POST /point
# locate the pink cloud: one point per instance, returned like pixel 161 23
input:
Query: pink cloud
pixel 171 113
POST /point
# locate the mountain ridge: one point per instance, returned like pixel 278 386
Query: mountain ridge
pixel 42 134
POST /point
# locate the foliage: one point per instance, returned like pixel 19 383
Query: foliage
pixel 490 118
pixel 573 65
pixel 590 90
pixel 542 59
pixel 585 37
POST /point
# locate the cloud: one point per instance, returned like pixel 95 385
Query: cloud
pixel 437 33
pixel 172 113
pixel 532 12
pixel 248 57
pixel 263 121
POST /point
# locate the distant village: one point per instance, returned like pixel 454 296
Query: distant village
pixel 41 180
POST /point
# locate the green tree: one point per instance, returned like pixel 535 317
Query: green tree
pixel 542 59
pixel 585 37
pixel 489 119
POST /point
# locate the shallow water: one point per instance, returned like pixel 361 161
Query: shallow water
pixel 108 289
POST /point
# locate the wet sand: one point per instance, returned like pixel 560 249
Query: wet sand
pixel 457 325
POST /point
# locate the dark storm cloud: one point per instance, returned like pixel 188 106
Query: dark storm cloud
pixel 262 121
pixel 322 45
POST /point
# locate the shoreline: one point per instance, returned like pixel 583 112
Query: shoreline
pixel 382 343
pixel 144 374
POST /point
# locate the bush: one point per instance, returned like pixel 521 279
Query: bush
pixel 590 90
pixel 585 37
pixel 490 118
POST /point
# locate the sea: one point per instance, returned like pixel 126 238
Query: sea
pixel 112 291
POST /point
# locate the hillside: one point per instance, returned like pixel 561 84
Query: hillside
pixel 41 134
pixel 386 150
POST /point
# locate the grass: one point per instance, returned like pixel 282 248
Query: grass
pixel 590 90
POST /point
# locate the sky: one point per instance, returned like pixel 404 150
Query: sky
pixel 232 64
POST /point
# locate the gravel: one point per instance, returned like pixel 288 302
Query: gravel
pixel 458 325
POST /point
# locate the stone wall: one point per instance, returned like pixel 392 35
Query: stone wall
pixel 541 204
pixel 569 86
****************
* _WORK TO BE COMPLETED_
Print every entry from the material exactly.

* _REPLY TO THE EXERCISE_
POST /point
# locate the pink cloud: one point per instance, returned like pixel 161 23
input:
Query: pink cloud
pixel 171 113
POST /point
# locate the mountain ridge: one point per instance, returned like pixel 278 386
Query: mountain ridge
pixel 42 134
POST /point
# locate the foliage: one point per instance, returned like pixel 19 383
Query: foliage
pixel 490 118
pixel 573 65
pixel 590 90
pixel 542 59
pixel 585 37
POST /point
# locate the cloud: one point per instance, returned like pixel 95 385
Query: cloud
pixel 437 33
pixel 172 113
pixel 532 12
pixel 248 57
pixel 263 121
POST /point
# locate the distant village: one point per instance, returned like pixel 454 296
Query: distant village
pixel 41 180
POST /point
# locate the green tree: one point per instance, returned like pixel 535 317
Query: green tree
pixel 542 59
pixel 585 37
pixel 489 119
POST /point
# locate the shallow water: one point per instance, returned like pixel 361 161
Query: shallow water
pixel 108 289
POST /point
# locate the wet sand: one point per instance, returned like pixel 560 249
Query: wet sand
pixel 457 325
POST /point
# locate the dark storm cloud: one point per instance, returned like pixel 188 106
Query: dark storm cloud
pixel 262 121
pixel 322 45
POST /point
# locate the shoreline: one point per instance, returned like pixel 583 112
Query: shoreline
pixel 382 343
pixel 144 374
POST /point
# locate the bush: one point per instance, returned like pixel 521 279
Query: bush
pixel 590 90
pixel 585 37
pixel 490 118
POST /point
# locate the sea: one point per instance, returned like pixel 126 238
Query: sea
pixel 112 291
POST /point
# locate the hillside: one point per instance, returned like pixel 561 84
Query: hillside
pixel 41 134
pixel 386 150
POST /point
# locate the grass: one point per instance, returned like pixel 282 248
Query: grass
pixel 590 90
POST /point
# locate the sky: one point per instance, returned like pixel 404 150
Query: sky
pixel 232 64
POST /point
# locate the gravel: one point per instance, returned like pixel 288 302
Query: gravel
pixel 458 325
POST /point
# locate the stone wall: one point per instance, returned like pixel 392 35
Query: stone wall
pixel 541 204
pixel 569 86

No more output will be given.